Giacomelli v. Italy

App. No. 59909/00, 45 Eur. H.R. Rep 38 (2006).
Download Judgment: English French

The applicant, an Italian national, claimed the government violated Article 8 (respect for private and family life) of the European Convention on Human Rights when its authorities failed to implement a court order to suspend a waste treatment plant because of its permanent effects on her health and home. The applicant was living in a house thirty meters away from a plant operated by the Ecoservizi company authorized to treat toxic waste through a “detoxification” process involving the use of chemicals. The applicant had made petitions to domestic administrative courts on several occasions to halt the plant’s operation. While her requests for stays of execution had been granted and the environmental-impact assessment concerning the plant had been negative, its activities had never been stopped.

The applicant then filed a claim based on Article 8 alleging the plant’s operations were incompatible with her right to respect for her private life and home and her right to health, contending that measures taken by the company were not sufficient to eliminate the disturbance and risks resulting from the plant’s operation. The applicant also submitted that the environmental-impact assessment procedure, a legally essential prerequisite for the plant’s operation, had not been initiated until several years after Ecoservizi began operating. The company and the authorities had not complied with the decrees in which the plant’s operation had been deemed incompatible with environmental regulations, including instructions issued by the Ministry of the Environment.

The government justified its actions under the second paragraph of Article 8 saying they acted in accordance with the law in pursuing the aims of protecting public health and preserving the region’s economic well-being, claiming that the operations of the plant ensured the development of the region’s industry and protected the community’s health as it processed much of the region’s industrial waste. The government contested the applicant’s alleged violation of her right to health without bringing evidence of any adverse effects on her health.

The court found the government in violation of Article 8 confirming that it may apply in environmental cases whether the pollution is caused directly by the State actor or from the failure to regulate private-sector activities properly.

While Article 8 para. 2 confers a certain margin of appreciation to States in determining the steps taken to ensure compliance, in verifying that a fair balance has been struck between the competing interests of the individual and of the community as a whole, the Court may examine the substantive merits of the government's decision and the decision-making process when assessing government decisions affecting environmental issues.
⁂
• **TASK INSTRUCTIONS**
A. Say whether each statement agrees with the Giacomelli v. Italy summary, answering yes or no and quoting the words that decide it: (i) The applicant's house stood thirty meters from the plant. (ii) The plant's activities were halted once her requests for stays of execution were granted. (iii) The court found that the government had not violated Article 8.
B. In the Giacomelli v. Italy summary, what process was the plant authorized to use to treat toxic waste?
C. Carry the Giacomelli v. Italy summary forward from its last sentence.

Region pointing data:
⁂
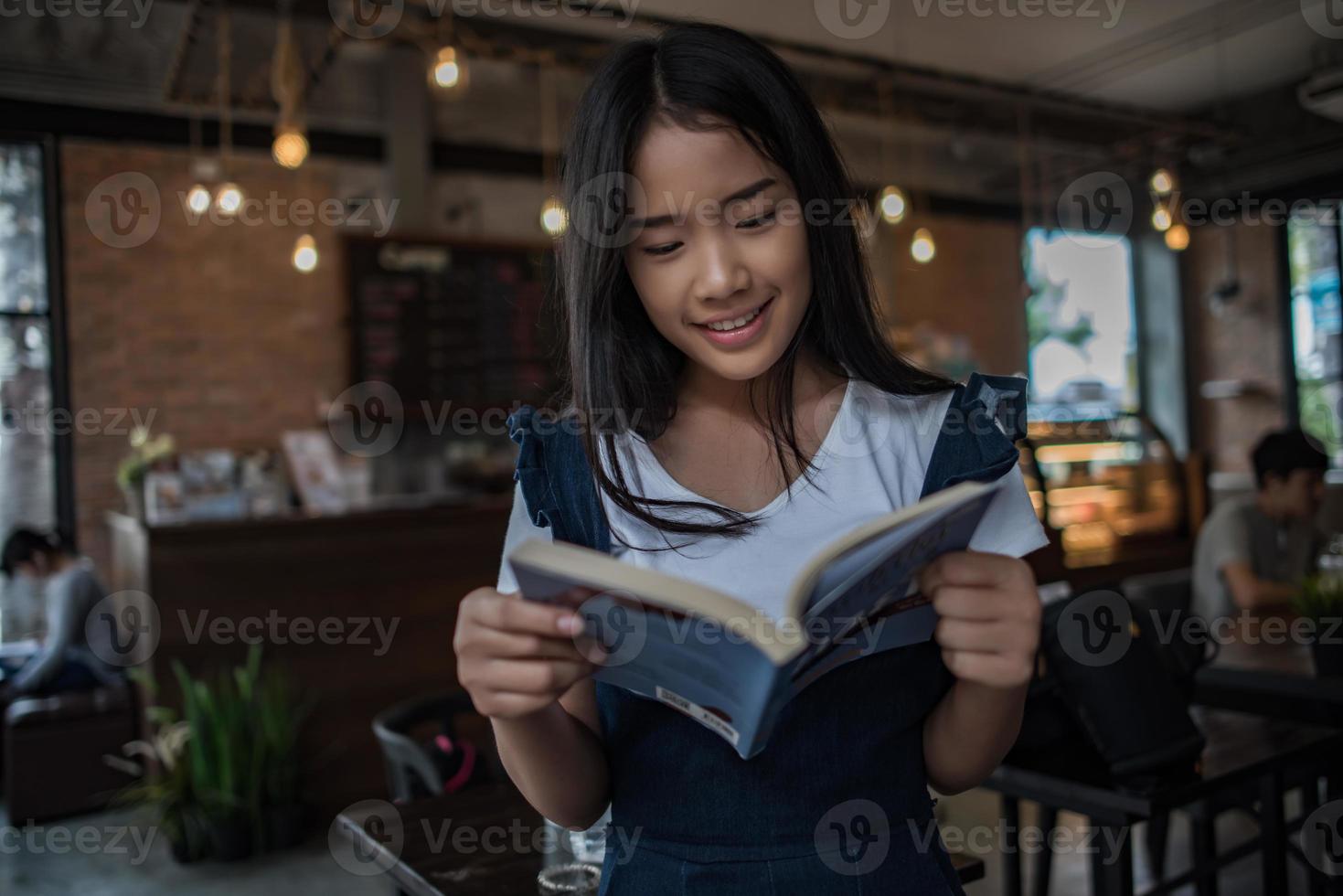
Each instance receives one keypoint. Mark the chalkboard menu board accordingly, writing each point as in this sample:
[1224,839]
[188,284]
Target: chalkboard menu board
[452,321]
⁂
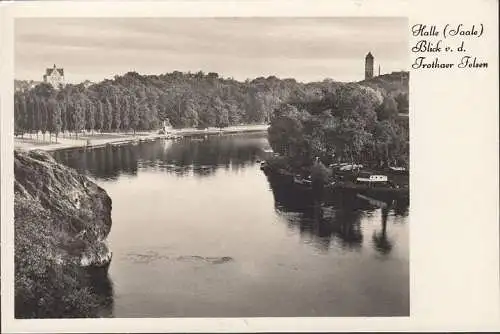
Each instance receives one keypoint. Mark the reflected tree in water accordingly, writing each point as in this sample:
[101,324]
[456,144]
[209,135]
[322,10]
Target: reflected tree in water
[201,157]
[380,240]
⁂
• **ANSWERS BELOW**
A.
(i) Yes: "The applicant was living in a house thirty meters away from a plant"
(ii) No: "its activities had never been stopped."
(iii) No: "The court found the government in violation of Article 8"

B. A "detoxification" process involving the use of chemicals.

C.
The court confirmed that Ecoservizi was not required to carry out an environmental-impact assessment as required by domestic law until well into its operations and cited the decrees deeming the plant unsuitable on account of its environmental risks to residents. The Court found the State failed to comply with domestic legislation on environmental matters and refused to enforce judicial decisions which found the activities in issue unlawful, thereby rendering inoperative the procedural safeguards available to the applicant and breaching the principle of the rule of law. It considered that the procedural machinery provided for in domestic law for the protection of individual rights were deprived of useful effect in the instant case for a very long period of time in violation of the applicant’s right to respect for her home and her private and family life. The court did not address the applicant’s claims regarding her right to health.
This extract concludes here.